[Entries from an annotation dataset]
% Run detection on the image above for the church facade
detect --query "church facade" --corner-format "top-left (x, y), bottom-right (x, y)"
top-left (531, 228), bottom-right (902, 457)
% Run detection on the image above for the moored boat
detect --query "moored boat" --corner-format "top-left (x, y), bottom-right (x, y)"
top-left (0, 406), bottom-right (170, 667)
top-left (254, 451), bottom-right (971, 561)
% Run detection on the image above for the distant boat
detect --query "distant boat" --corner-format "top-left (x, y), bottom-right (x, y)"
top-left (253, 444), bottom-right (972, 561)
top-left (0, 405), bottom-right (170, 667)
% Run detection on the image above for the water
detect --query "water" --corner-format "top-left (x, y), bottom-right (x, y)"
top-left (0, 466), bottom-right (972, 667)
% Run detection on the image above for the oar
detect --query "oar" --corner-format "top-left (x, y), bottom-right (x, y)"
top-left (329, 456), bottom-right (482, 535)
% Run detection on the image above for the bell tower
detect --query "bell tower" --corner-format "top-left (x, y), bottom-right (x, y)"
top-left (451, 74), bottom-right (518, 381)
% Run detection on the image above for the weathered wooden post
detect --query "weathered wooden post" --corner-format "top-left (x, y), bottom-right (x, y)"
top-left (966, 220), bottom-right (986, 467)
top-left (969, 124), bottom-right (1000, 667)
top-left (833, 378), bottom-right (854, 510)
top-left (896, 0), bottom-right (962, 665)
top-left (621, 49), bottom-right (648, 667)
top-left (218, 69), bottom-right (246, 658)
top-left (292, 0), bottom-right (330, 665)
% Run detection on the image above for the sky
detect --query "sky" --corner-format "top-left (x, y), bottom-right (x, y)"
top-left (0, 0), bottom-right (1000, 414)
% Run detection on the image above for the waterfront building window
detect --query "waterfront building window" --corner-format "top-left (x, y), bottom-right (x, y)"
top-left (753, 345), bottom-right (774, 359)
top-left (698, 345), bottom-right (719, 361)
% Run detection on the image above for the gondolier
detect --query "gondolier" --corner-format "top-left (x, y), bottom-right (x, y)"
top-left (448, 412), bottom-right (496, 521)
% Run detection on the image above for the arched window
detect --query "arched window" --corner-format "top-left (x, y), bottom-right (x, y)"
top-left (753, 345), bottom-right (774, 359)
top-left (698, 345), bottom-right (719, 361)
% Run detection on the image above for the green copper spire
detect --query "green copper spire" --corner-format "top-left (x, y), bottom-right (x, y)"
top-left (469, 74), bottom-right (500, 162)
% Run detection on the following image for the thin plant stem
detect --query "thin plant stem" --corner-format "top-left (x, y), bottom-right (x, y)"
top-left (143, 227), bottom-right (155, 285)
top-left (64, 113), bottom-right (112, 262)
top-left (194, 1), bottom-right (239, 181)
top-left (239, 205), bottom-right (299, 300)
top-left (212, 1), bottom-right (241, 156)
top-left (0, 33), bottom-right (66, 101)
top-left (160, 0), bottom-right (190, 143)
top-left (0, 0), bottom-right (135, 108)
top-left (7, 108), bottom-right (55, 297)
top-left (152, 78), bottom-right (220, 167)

■ AIM ■
Copy out all of the lines above word for word.

■ FINAL ANSWER ■
% Run detection on the image above for the church facade
detect --query "church facade" --corner-format "top-left (x, y), bottom-right (x, y)"
top-left (531, 228), bottom-right (902, 457)
% Run detection on the image above for the moored boat
detect --query "moored boat" --corner-format "top-left (x, y), bottom-right (x, y)"
top-left (0, 406), bottom-right (170, 667)
top-left (254, 451), bottom-right (971, 561)
% Run detection on the image above for the distant boat
detect --query "distant boat" --corner-format "top-left (x, y), bottom-right (x, y)"
top-left (253, 444), bottom-right (972, 561)
top-left (0, 405), bottom-right (170, 667)
% Run detection on the image above for the water
detect --query "water" --corner-format "top-left (x, y), bottom-right (x, y)"
top-left (0, 466), bottom-right (972, 667)
% Run detection on the image above for the oar
detect --query "oar" --corner-format "top-left (x, y), bottom-right (x, y)"
top-left (329, 456), bottom-right (482, 535)
% Run detection on the image above for the bell tower
detect --query "bell tower" --corner-format "top-left (x, y), bottom-right (x, y)"
top-left (451, 74), bottom-right (518, 381)
% Run detection on the image above for the weathered wooden post
detect --query "weathered wooden post" --corner-format "top-left (x, y), bottom-right (x, y)"
top-left (966, 220), bottom-right (986, 467)
top-left (969, 124), bottom-right (1000, 667)
top-left (833, 378), bottom-right (854, 510)
top-left (896, 0), bottom-right (962, 665)
top-left (621, 49), bottom-right (648, 667)
top-left (218, 69), bottom-right (246, 658)
top-left (292, 0), bottom-right (330, 665)
% Run detection on the image above for the sky
detect --query "sky" --corner-format "top-left (x, y), bottom-right (x, y)"
top-left (0, 0), bottom-right (1000, 414)
% Run detection on the image above for the waterfront building window
detect --query "waterfront building window" --corner-format "top-left (x, y), bottom-right (x, y)"
top-left (753, 345), bottom-right (774, 359)
top-left (698, 345), bottom-right (719, 361)
% Run detection on the image above for the gondolier
detect --query "gondolier" --corner-format "top-left (x, y), bottom-right (x, y)"
top-left (448, 412), bottom-right (496, 521)
% Run detection on the image above for the arched window
detect --query "arched window" --corner-format "top-left (x, y), bottom-right (x, y)"
top-left (753, 345), bottom-right (774, 359)
top-left (698, 345), bottom-right (719, 361)
% Run detection on the image above for the green copper spire
detect --query "green copper spire" --corner-format "top-left (x, y), bottom-right (x, y)"
top-left (469, 74), bottom-right (500, 162)
% Run detection on the following image for the thin plant stem
detect --query "thin plant stem" --corner-format "top-left (x, y), bottom-right (x, y)"
top-left (143, 227), bottom-right (155, 285)
top-left (64, 113), bottom-right (112, 262)
top-left (194, 1), bottom-right (239, 181)
top-left (239, 205), bottom-right (299, 300)
top-left (212, 1), bottom-right (241, 156)
top-left (0, 33), bottom-right (66, 101)
top-left (160, 0), bottom-right (190, 143)
top-left (0, 0), bottom-right (135, 108)
top-left (7, 108), bottom-right (55, 297)
top-left (152, 78), bottom-right (220, 167)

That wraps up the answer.